### BLOCO DE TEXTO:

........

VIGILÂNCIA RESSENTIDA
é impossível ficar 5 minutos online sem ver alguma coisa que desperta indignação. e lá vem os comentários de ódio e os shares ácidos cheios de indiretas que nem dá pra entender pra quem são: “tomara que estejam felizes”, “tem gente que…”, “só esperando os (apelido cáustico para um grupo) se manifestarem”.
Vigilância Ressentida é o sintoma de uma cultura movida por indignações — uma sensação constante de que somos injustiçados e abandonados à própria sorte e de que a culpa é de alguém que jamais poderemos perdoar. ao mesmo tempo que somos vigilantes, somos justiceiros dispostos a lutar com posts furiosos em um feed de mágoas.
sim, hoje testemunhamos mais situações absurdas do que somos capazes de absorver. você até exprime revolta, mas continua se sentindo indefeso.
por mais forte que seja sua performance de indignação, você continua sem saber direito o que fazer. viver revoltado é como tentar matar a sede de retaliação com um refrigerante — você bebe algo que não sabe bem o que é, continua com sede e ainda quer mais um gole. 🥤
uma breve arqueologia dos memes nos ajuda a entender algumas viradas que nos trouxeram até aqui. há 10 anos, uma legião de fãs do Restart ficou enfurecida porque a banda não compareceu a uma tão esperada tarde de autógrafos. alguns dos fãs decepcionados resumiram sua indignação em frases hiperbólicas que fazem parte do tecido cultural da internet brasileira até hoje: “puta falta de sacanagem” e “vou xingar no twitter hoje, muito”.

........

### EXERCÍCIOS:
**A)** Transcreva o trecho do texto sobre a vigilância ressentida que começa nas palavras "Vigilância Ressentida é" e termina depois de "se sentindo indefeso.".
**B)** Dê continuidade ao texto sobre a vigilância ressentida, começando logo depois da última frase.

Entradas de dados armazenados
........

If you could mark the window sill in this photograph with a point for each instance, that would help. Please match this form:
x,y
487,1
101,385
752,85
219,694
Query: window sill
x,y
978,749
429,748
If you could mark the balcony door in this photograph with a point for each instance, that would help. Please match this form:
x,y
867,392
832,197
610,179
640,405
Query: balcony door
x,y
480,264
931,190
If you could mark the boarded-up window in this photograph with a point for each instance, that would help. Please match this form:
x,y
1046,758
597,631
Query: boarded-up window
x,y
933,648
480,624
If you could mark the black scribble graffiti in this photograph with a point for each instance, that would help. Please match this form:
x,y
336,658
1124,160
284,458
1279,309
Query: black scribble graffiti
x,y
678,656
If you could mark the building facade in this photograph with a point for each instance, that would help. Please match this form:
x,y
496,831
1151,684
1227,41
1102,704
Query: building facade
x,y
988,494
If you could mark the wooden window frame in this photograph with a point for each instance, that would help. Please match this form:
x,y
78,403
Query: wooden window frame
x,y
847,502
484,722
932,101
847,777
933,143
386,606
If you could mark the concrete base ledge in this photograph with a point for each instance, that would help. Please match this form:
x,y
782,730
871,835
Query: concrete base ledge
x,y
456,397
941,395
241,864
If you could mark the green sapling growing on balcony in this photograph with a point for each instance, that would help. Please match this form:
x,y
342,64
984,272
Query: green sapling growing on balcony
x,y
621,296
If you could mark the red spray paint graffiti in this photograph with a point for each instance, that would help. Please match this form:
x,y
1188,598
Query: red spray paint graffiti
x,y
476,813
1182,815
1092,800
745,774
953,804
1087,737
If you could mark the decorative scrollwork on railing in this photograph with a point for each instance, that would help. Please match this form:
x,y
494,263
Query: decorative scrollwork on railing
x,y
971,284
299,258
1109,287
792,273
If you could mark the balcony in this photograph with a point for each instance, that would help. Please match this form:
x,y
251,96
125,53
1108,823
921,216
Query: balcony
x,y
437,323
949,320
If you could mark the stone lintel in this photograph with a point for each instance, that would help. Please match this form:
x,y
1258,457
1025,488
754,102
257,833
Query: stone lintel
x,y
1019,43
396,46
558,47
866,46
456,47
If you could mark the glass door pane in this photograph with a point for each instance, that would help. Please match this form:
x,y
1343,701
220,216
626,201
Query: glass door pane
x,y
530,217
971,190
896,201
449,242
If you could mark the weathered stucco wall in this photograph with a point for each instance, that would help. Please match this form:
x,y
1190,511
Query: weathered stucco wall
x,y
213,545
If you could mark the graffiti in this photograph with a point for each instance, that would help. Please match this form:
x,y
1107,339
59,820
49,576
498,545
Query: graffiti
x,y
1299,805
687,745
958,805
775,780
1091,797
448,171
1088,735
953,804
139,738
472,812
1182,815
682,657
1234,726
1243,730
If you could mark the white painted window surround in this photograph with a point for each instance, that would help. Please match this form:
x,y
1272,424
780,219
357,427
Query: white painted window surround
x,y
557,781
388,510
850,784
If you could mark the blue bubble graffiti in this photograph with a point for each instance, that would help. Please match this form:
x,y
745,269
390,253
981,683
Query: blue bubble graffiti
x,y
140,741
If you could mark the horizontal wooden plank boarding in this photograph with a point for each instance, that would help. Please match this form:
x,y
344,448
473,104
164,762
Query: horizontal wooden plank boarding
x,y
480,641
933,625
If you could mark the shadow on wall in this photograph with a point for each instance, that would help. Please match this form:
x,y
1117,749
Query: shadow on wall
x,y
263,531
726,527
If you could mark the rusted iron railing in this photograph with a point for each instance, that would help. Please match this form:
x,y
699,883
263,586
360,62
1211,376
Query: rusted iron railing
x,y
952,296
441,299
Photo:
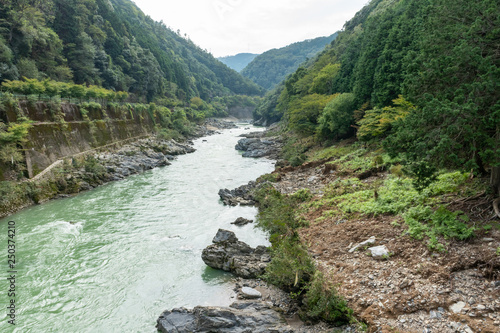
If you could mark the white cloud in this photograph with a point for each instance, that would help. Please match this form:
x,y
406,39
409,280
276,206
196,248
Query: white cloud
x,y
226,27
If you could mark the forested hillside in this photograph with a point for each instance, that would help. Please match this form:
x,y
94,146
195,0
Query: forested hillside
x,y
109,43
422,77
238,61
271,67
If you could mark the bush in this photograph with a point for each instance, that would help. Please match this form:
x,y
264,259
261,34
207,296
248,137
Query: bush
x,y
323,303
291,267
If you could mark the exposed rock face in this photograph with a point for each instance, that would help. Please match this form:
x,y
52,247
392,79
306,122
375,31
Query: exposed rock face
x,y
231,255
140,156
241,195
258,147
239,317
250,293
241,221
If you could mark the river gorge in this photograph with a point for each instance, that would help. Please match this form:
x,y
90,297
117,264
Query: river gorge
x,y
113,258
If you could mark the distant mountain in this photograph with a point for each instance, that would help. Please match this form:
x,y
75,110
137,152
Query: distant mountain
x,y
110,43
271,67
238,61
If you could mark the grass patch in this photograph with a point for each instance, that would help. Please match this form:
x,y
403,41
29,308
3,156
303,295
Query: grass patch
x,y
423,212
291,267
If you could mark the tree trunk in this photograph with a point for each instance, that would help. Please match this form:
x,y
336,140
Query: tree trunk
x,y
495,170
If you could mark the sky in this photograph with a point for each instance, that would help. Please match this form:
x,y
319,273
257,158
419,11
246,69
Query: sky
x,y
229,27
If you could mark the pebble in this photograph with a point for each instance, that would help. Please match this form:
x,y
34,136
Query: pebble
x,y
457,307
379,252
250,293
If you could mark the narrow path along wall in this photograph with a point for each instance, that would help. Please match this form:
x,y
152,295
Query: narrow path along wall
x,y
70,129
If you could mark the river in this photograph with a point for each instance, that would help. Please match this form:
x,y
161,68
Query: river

........

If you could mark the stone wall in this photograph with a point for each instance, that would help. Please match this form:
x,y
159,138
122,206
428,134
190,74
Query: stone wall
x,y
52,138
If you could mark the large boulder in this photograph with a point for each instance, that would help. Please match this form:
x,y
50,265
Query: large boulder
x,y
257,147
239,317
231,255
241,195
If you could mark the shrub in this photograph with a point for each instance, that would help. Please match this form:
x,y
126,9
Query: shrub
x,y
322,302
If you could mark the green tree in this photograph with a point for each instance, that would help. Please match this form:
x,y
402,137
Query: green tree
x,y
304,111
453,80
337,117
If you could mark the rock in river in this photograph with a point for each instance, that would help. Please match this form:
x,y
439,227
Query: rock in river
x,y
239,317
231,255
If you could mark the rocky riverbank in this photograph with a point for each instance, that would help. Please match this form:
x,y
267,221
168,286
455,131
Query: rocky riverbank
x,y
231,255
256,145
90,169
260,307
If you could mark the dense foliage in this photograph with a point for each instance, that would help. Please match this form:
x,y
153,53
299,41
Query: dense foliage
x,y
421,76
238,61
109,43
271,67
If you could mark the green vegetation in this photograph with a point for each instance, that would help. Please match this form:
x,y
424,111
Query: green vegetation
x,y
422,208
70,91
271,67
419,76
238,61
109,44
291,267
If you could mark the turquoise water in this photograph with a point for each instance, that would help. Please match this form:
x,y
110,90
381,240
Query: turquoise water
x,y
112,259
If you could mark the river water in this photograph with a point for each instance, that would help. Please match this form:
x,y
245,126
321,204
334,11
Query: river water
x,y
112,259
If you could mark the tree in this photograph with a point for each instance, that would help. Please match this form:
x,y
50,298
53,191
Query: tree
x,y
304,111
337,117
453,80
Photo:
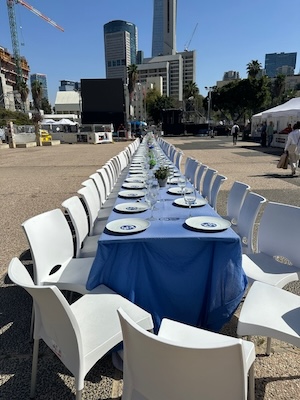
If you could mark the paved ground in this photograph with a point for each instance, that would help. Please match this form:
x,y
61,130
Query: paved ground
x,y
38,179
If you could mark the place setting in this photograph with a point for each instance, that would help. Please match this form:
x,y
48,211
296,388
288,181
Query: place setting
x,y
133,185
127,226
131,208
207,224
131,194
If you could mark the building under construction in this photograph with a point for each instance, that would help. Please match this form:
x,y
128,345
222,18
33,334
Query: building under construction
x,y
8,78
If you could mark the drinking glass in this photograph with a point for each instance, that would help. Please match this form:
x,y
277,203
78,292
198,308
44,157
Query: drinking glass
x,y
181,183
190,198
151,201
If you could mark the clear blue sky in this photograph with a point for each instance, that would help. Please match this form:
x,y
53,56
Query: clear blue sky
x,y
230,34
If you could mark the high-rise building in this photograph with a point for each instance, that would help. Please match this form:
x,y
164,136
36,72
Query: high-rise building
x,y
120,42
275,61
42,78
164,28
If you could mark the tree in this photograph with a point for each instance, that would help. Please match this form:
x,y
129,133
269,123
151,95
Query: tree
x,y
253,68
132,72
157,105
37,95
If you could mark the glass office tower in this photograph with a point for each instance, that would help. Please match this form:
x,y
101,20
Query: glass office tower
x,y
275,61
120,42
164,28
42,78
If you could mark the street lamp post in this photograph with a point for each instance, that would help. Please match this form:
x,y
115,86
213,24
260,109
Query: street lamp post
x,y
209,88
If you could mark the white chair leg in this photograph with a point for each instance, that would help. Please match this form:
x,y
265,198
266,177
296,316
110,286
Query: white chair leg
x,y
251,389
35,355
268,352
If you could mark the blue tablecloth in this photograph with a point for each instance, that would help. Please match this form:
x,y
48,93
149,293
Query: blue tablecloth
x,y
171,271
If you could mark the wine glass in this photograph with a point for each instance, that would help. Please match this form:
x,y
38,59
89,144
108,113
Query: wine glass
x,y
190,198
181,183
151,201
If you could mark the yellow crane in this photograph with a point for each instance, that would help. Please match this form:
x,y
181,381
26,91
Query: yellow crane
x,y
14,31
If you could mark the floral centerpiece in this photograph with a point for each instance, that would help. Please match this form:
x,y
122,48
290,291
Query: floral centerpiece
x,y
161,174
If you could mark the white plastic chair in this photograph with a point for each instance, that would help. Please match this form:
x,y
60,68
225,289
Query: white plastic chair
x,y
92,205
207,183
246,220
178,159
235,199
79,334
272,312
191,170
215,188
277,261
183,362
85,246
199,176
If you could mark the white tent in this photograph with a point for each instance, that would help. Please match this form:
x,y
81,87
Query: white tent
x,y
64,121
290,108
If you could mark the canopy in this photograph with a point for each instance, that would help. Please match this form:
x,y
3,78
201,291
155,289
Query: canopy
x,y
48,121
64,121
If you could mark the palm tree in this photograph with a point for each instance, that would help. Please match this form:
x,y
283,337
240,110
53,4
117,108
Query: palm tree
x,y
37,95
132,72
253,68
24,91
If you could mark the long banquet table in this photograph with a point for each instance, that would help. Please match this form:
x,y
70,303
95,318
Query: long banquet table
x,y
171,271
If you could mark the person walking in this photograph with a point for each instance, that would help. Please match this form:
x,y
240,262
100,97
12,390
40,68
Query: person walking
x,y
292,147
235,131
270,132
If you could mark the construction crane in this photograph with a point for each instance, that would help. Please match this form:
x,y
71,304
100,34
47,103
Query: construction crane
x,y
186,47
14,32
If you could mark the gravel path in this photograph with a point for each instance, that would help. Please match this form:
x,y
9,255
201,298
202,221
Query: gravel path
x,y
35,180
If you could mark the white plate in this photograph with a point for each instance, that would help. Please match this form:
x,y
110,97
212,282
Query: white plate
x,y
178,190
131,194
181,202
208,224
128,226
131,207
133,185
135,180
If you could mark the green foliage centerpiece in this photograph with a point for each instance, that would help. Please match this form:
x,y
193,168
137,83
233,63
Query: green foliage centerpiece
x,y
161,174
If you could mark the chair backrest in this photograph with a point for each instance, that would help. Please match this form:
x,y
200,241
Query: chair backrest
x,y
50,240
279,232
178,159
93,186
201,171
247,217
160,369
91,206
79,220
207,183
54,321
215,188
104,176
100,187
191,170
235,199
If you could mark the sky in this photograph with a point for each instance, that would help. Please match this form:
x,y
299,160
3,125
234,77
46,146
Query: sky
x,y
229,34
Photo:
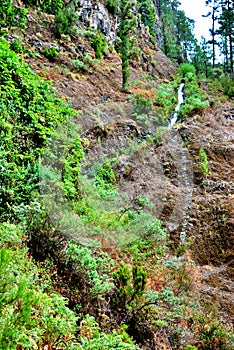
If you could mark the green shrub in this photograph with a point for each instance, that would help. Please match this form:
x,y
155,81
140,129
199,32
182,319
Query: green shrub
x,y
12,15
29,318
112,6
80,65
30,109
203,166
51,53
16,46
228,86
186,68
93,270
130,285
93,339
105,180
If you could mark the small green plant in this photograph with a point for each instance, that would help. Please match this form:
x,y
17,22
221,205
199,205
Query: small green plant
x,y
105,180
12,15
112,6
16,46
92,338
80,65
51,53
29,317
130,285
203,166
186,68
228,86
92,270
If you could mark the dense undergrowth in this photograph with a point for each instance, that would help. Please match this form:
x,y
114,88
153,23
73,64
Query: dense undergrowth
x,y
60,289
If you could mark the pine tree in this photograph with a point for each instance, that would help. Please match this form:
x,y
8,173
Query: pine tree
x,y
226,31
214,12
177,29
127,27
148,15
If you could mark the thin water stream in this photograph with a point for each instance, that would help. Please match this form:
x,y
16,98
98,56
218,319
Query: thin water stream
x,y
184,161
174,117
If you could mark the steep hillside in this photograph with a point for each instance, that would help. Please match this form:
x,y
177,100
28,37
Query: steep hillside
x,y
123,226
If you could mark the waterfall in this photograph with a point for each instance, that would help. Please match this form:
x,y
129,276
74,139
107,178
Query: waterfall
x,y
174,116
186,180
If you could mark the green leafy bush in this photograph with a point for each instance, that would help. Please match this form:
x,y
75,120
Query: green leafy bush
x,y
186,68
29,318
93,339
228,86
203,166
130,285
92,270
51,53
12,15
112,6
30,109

........

### RESPOSTAS:
**A)**
Vigilância Ressentida é o sintoma de uma cultura movida por indignações — uma sensação constante de que somos injustiçados e abandonados à própria sorte e de que a culpa é de alguém que jamais poderemos perdoar. ao mesmo tempo que somos vigilantes, somos justiceiros dispostos a lutar com posts furiosos em um feed de mágoas.
sim, hoje testemunhamos mais situações absurdas do que somos capazes de absorver. você até exprime revolta, mas continua se sentindo indefeso.

**B)**
#VoXingaMtNoTwitter talvez seja um dos grandes significantes desse mecanismo de tentar resolver as injustiças do mundo com emojis e queixas online. é a prova de uma rede movida a reclamações, como se a internet fosse um grande SAC do mundo. o problema é que quando confundimos barulho online com transformações reais, fazemos um pacto com a ideia de que a performance substitui a ação. e ninguém mais se escuta.
como explica a psicanalista Maria Rita Kehl no excelente livro Ressentimento, “ressentir-se significa atribuir ao outro a responsabilidade pelo que nos faz sofrer. O ressentimento também expressa a recusa do sujeito em sair da dependência: ele prefere ser ‘protegido’ — ainda que prejudicado (…) O ressentido é sempre vítima, lesado, prejudicado.”
como hamsters em uma roda de injustiças, seguimos correndo em busca de mais decepções, presos em um sistema que nós mesmos ajudamos a alimentar. o ressentimento nos faz esquecer que devemos fazer alguma coisa além de esbravejar e que teremos de provocar transformações com nossas próprias mãos. no lugar de sempre responsabilizar o outro por todo o mal, cabe a pergunta: o que é que EU posso fazer a respeito disso?